• ASSIGNED TASK:
Lines in the listing below containing the string "point" are to be identified and copied.

*** INFORMATION

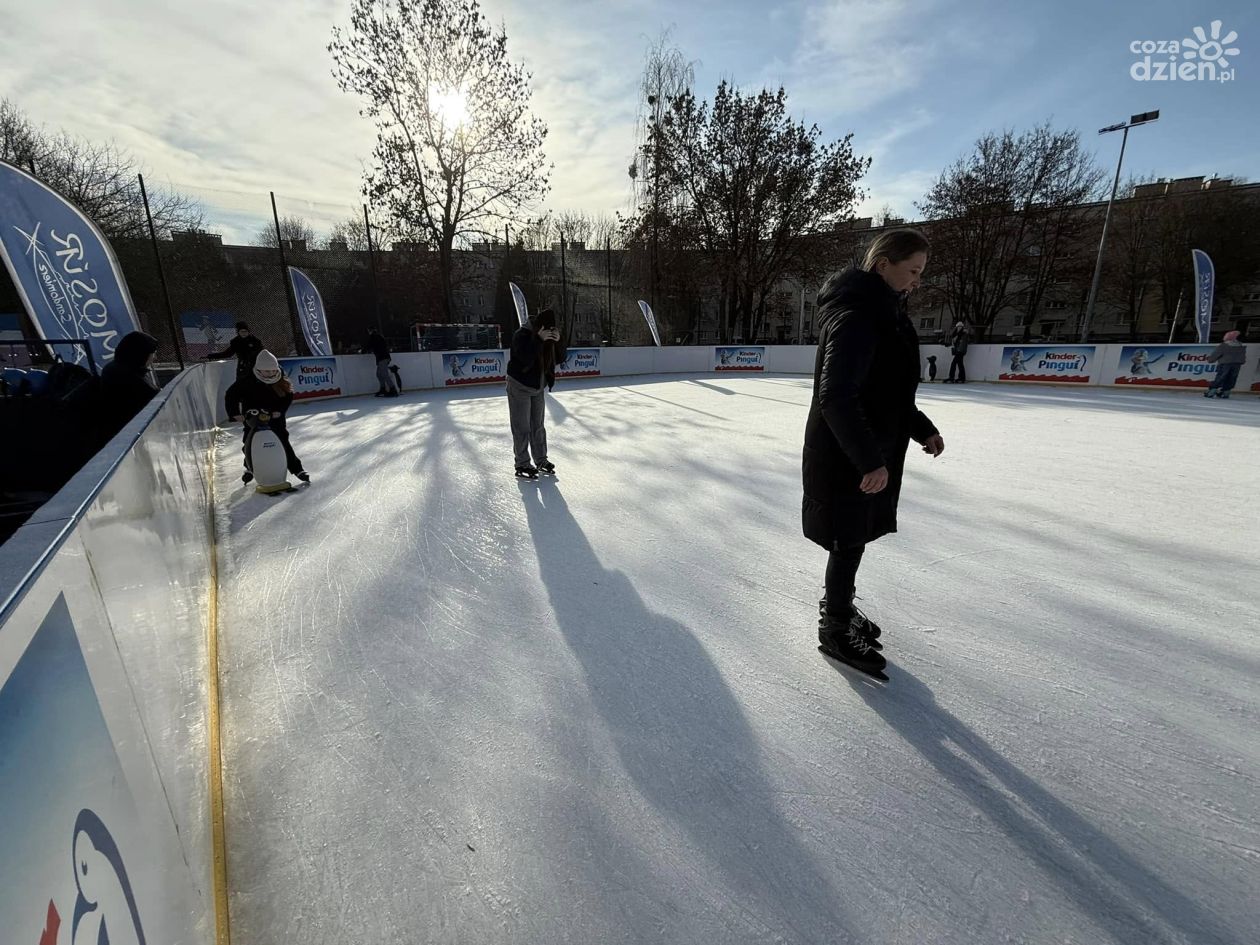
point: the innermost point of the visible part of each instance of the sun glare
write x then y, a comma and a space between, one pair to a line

******
*** INFORMATION

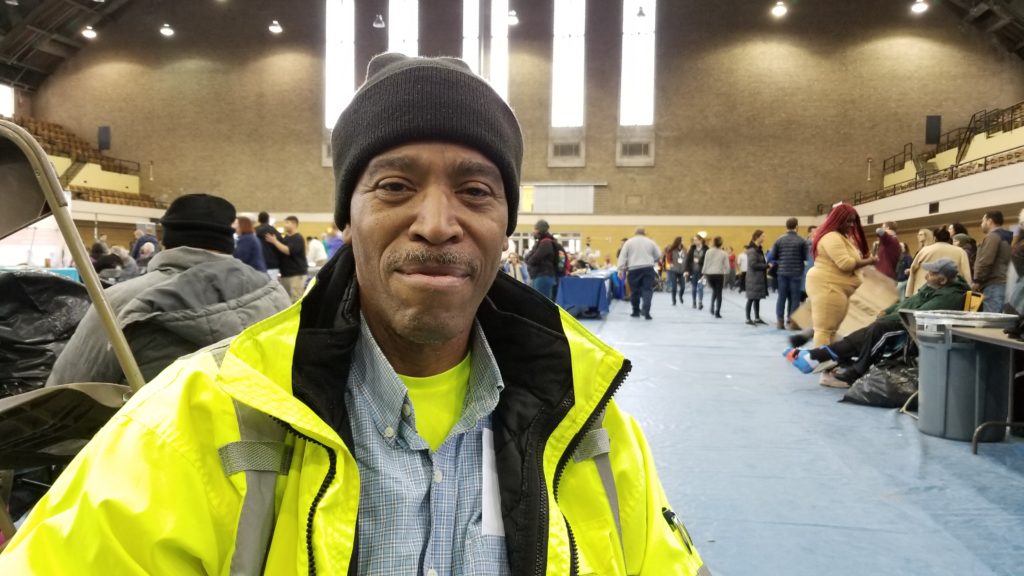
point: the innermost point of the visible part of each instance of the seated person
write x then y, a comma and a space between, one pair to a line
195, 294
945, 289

******

• ANSWER TO THIS PROBLEM:
point: the innermost point of the visible part of each instance of the sun glare
point: the innermost point of the visible part of each instance of the seated person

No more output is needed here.